## Kaynak Metin
..............................
18 Şubat 2019 Pazartesi

MADRID: Yine, yeni, yeniden...


Madrid: ‘Bir gün gezi yazılarımı İspanyolca yazabilme’ hedefime bir adımdan daha fazla yaklaşmamı sağlayan şehir.
Madrid: Detaylarına girdikçe sizi daha fazla kendine çağıran şehir.
Madrid: Sokakları, müzeleri, insanları ile renkli, keyifli, sakin ve asi şehir!
3 haftalık Madrid seyahatimin özeti aslında bu 3 cümle. Gelin bu 3 hafta boyunca Madrid ve İspanya ve kültürü üzerine aldığım notları beraber temize çekelim:
20 Ocak -9 Şubat 2019 arası Madrid’de olacaktım. Gitmeden önce hava durumuna bakmadım; malum kış ayları, yağmur/kar ve soğuktan başka ne olacaktı ki. Madrid nedense kışın kar yağan ve karasal iklimi olan bir şehir olarak yer etmiş aklımda. Halbuki bu bilginin oluşması için hiç bir şey okumamıştım. Belki de tüm başkentlerin Ankara’ya benzediğini varsaydı aklım. O yüzden gitmeden önce hava durumuna bakmak yerine sokakta çok fazla gezemeyeceğimi düşündüğümden şehirde kapalı alanda vakit geçirebileceğim ne kadar müze, galeri vs var araştırmıştım. 2 şeye yanılmışım:
Birincisi, Madrid kar alan bir şehir değil. Kaldığım sürede de sadece 2 gün aralıklı yağmur yağdı, ve hava - geceleri saymazsak (1-3 derece)- yürümek icin ideal sıcaklıkta(14-17derece) ve pırıl pırıl güneşli idi. Bu sayede şehrin sokaklarını daha fazla yaşayabildim. Oysa, Madridlilere sorsanız bu kış çok soğuk geçiyor.
..............................
(Kayıtlı veri kümesi öğeleri)

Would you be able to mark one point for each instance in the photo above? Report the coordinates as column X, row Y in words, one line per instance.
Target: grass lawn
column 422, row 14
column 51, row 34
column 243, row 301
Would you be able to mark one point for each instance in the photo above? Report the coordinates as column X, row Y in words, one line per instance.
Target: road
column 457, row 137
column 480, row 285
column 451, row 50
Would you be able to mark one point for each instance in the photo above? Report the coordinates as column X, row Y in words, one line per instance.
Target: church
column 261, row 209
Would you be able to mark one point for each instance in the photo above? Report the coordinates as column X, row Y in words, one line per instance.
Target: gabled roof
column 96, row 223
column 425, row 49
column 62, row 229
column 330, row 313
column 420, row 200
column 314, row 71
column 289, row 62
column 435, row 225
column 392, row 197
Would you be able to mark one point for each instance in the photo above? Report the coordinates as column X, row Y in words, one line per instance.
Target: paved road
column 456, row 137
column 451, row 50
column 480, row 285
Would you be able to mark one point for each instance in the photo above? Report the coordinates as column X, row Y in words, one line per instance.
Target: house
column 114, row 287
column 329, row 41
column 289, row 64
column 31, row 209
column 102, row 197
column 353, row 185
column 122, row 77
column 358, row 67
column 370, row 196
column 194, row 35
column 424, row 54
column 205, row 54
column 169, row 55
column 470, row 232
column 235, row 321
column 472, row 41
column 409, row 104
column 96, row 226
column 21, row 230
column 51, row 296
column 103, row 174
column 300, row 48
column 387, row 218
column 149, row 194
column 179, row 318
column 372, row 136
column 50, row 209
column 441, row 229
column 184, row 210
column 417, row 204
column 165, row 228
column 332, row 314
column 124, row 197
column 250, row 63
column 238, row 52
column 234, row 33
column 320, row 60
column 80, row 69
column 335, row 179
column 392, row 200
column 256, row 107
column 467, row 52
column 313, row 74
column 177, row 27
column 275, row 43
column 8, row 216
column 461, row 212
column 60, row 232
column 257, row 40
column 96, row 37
..............................
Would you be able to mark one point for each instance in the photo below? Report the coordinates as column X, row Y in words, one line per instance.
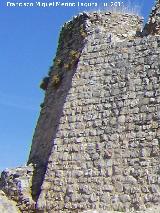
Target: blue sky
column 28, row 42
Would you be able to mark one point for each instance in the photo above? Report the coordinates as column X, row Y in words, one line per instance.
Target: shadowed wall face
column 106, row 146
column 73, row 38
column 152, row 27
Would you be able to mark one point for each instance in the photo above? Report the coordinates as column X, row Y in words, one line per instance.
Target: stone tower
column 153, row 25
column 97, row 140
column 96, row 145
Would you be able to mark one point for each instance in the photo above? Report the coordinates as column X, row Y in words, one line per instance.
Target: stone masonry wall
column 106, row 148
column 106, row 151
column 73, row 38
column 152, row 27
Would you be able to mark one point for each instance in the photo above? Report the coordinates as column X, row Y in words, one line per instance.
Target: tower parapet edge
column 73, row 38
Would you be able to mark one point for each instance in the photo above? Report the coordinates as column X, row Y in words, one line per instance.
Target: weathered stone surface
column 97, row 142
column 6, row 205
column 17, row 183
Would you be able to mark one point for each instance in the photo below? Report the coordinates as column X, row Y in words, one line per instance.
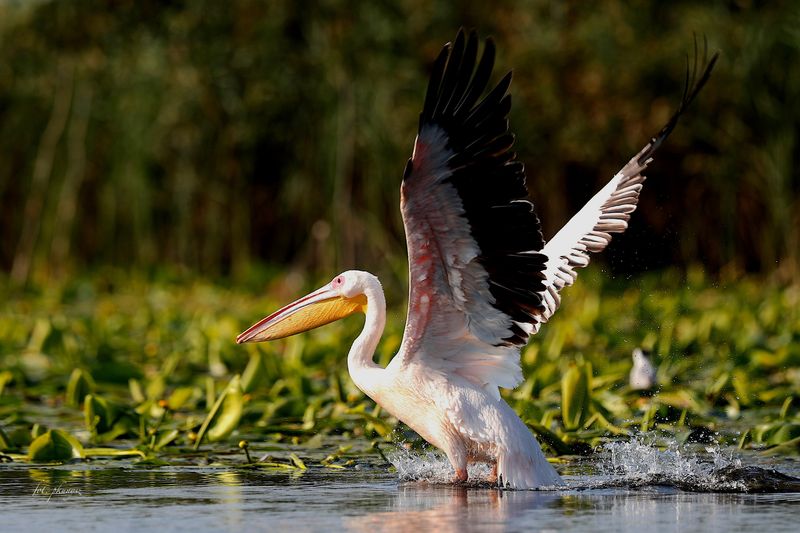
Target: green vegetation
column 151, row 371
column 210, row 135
..............................
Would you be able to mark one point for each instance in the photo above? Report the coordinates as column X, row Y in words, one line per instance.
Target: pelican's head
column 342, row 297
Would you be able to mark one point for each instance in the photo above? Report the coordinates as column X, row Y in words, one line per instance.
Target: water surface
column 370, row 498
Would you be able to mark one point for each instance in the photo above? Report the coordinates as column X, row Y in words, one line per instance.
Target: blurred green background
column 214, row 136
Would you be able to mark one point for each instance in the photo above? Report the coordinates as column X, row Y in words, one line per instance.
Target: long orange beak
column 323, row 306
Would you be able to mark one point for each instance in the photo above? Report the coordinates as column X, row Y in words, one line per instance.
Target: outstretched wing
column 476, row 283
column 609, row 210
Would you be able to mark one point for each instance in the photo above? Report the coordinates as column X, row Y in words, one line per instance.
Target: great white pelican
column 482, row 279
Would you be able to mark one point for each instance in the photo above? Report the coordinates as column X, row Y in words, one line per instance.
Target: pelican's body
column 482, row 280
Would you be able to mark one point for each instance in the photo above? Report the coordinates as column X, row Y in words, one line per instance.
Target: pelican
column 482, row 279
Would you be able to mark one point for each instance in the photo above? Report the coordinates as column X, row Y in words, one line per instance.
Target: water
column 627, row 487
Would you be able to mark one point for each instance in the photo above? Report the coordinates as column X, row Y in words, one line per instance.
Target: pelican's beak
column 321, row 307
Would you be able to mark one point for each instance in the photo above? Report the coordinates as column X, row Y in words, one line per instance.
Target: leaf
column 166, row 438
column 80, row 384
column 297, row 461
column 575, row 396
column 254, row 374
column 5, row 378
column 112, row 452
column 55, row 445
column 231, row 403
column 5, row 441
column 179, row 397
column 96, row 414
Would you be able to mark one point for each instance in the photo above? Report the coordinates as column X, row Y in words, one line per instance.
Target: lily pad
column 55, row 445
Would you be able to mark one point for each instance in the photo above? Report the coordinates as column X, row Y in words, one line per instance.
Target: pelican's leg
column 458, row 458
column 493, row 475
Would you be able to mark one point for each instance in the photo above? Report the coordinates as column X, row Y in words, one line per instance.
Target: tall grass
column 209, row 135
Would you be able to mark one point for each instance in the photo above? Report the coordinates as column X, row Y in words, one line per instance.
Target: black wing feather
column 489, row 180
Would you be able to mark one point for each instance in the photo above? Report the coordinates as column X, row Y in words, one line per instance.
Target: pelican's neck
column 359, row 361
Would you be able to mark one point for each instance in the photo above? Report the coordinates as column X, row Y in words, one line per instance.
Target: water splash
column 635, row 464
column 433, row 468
..............................
## Görev Listesi
1: Madrid gezi yazısına göre Madrid'de hangi tarihler arasında kalınacaktı?
2: Kayıtlarda "beak" sözcüğünü içeren satırların sayısını bulun ve yalnızca bu sayıyı yazın.

## Verilen Yanıtlar
1: 20 Ocak ile 9 Şubat 2019 arasında.

2: 2